▶ **Task statement**: Once you have read the entries, copy all of them exactly.
------ Exercise data
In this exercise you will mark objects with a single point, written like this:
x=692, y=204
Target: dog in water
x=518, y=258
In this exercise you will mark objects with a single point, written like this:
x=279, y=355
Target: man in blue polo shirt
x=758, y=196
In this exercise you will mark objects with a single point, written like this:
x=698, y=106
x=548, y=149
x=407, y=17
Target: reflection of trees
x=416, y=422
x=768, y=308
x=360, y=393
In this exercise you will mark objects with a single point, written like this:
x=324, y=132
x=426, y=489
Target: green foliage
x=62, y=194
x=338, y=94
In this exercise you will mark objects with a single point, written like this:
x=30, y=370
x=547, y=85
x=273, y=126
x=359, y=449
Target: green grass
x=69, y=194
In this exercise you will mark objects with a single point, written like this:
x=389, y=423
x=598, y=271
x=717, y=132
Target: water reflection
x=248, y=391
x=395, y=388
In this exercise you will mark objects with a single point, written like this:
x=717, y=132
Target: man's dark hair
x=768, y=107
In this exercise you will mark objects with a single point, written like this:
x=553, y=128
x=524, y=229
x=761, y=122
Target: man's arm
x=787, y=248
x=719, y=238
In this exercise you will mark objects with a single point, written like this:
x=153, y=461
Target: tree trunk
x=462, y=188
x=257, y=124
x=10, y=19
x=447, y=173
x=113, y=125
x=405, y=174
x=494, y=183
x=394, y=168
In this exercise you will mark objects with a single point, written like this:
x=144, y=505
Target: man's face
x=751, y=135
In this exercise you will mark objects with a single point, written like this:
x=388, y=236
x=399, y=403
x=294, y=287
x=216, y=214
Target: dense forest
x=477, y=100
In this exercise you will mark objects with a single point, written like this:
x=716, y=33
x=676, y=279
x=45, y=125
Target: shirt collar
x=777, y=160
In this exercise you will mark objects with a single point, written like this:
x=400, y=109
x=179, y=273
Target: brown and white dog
------------
▶ **Exercise output**:
In this exercise you will mark objects with a single point, written like this:
x=692, y=204
Target: dog in water
x=518, y=258
In this exercise you will mark objects with a single point, written like this:
x=279, y=355
Target: man in blue polo shirt
x=758, y=196
In this exercise you will mark objects with a single point, written like this:
x=698, y=106
x=548, y=149
x=407, y=17
Target: reflection of trees
x=416, y=422
x=768, y=308
x=360, y=393
In this exercise you will mark objects with a single point, written like this:
x=324, y=132
x=426, y=489
Target: green foliage
x=62, y=194
x=338, y=94
In this exercise you will mark objects with a single point, written like this:
x=30, y=370
x=547, y=85
x=273, y=126
x=359, y=449
Target: green grass
x=69, y=194
In this exercise you will mark objects with a single point, written like this:
x=389, y=423
x=598, y=271
x=717, y=132
Target: water reflection
x=248, y=391
x=395, y=388
In this exercise you will mark objects with a single point, written like this:
x=717, y=132
Target: man's dark hair
x=768, y=107
In this exercise you will mark objects with a single point, written like this:
x=553, y=128
x=524, y=229
x=761, y=122
Target: man's arm
x=787, y=248
x=719, y=238
In this exercise you will mark objects with a single point, written like this:
x=153, y=461
Target: tree trunk
x=462, y=188
x=257, y=124
x=10, y=19
x=447, y=173
x=113, y=125
x=405, y=174
x=494, y=183
x=394, y=168
In this exercise you will mark objects with a single point, written like this:
x=144, y=505
Target: man's face
x=751, y=135
In this exercise you will mark objects with a single point, written like this:
x=388, y=236
x=399, y=403
x=294, y=287
x=216, y=214
Target: dense forest
x=477, y=100
In this exercise you will mark objects with a single point, written like this:
x=716, y=33
x=676, y=279
x=45, y=125
Target: shirt collar
x=777, y=160
In this exercise you will mark objects with a single point, written like this:
x=400, y=109
x=179, y=273
Target: brown and white dog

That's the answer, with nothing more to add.